08:05
Un peuple Chérif à défaut d’être élu.
Un jour les disciples de Confucius vinrent lui dire : maître, que devons-nous faire pour te ressembler.
Confucius dit : ne cherchez jamais à me ressembler, ce serait aller à l’encontre des principes fondateurs de la différence, mais il y’a mieux à faire, pour votre consécration : apprenez à devenir vous-mêmes.
Les disciples demandèrent de nouveau : par quelle science peut-on apprendre à devenir soi-même ? En réponse Confucius dit : il n’y a guère de science à cela, seule la recherche soutenue pour mieux se connaître, permet à la personne d’évoluer progressivement vers la plénitude qui consiste à être soi-même et de s’en satisfaire.
Contrairement aux sages Confucianistes, les musulmans en général, et les Mauritaniens en particulier, ne se sont pas suffis de ressembler à leur prophète, malgré l’existence de la sunna dont la pratique est destinée à cet effet, ils ne veulent pas moins que d’en être les authentiques descendants.

——————

Consigne: Recopiez mot pour mot tout le passage de l'extrait sur le peuple chérif, depuis « Les disciples demandèrent » jusqu'à « les authentiques descendants. » inclus.

Lignes d'identification de lieux
——————

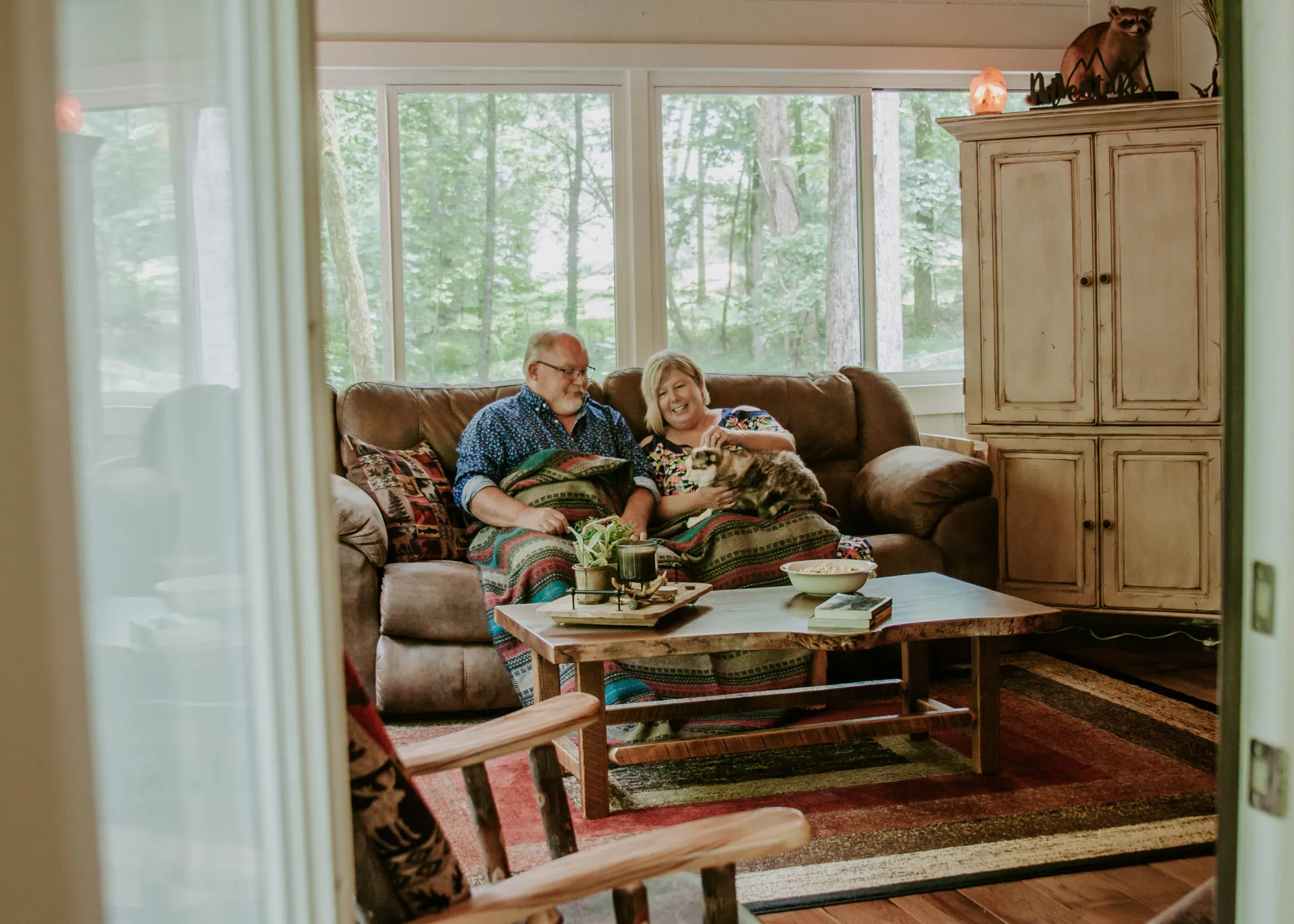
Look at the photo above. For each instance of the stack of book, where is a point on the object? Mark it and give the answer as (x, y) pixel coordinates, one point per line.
(854, 611)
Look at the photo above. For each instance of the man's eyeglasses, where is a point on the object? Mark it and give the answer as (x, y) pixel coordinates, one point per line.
(570, 373)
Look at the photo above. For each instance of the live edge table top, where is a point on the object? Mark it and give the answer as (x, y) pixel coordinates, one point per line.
(927, 607)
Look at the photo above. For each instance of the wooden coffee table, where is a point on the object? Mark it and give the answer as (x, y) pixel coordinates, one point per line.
(927, 607)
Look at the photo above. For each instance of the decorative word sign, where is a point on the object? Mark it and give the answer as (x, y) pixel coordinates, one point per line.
(1095, 89)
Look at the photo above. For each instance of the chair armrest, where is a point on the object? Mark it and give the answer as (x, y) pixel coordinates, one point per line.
(521, 730)
(957, 444)
(697, 846)
(359, 522)
(910, 488)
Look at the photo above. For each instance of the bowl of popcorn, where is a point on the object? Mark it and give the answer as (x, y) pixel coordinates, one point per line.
(829, 576)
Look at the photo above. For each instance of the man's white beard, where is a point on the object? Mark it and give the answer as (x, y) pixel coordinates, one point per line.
(567, 405)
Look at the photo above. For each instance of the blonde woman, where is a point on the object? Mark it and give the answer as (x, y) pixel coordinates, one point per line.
(680, 420)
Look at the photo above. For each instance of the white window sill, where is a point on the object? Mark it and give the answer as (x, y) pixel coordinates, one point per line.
(935, 399)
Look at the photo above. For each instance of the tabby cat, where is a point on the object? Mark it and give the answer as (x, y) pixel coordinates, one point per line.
(767, 484)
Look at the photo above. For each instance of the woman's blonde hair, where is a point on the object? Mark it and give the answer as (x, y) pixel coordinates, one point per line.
(658, 368)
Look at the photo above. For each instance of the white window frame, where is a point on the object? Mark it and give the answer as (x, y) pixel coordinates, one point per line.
(638, 195)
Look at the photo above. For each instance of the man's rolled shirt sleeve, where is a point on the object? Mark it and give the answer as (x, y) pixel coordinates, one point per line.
(475, 469)
(628, 448)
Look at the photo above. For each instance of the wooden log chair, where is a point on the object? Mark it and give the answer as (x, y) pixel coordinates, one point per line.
(407, 871)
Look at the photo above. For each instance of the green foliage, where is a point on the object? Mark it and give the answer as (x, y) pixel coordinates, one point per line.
(443, 192)
(358, 138)
(764, 303)
(136, 249)
(595, 540)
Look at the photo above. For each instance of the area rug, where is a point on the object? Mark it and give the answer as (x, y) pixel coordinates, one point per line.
(1095, 772)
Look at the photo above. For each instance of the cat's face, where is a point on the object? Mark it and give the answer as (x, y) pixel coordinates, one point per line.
(703, 465)
(1131, 20)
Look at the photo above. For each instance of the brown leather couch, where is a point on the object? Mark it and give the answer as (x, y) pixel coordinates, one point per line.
(417, 633)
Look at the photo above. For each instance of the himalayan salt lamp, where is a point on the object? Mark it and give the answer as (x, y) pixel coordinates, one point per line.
(68, 116)
(988, 92)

——————

Corrigé:
Les disciples demandèrent de nouveau : par quelle science peut-on apprendre à devenir soi-même ? En réponse Confucius dit : il n’y a guère de science à cela, seule la recherche soutenue pour mieux se connaître, permet à la personne d’évoluer progressivement vers la plénitude qui consiste à être soi-même et de s’en satisfaire.
Contrairement aux sages Confucianistes, les musulmans en général, et les Mauritaniens en particulier, ne se sont pas suffis de ressembler à leur prophète, malgré l’existence de la sunna dont la pratique est destinée à cet effet, ils ne veulent pas moins que d’en être les authentiques descendants.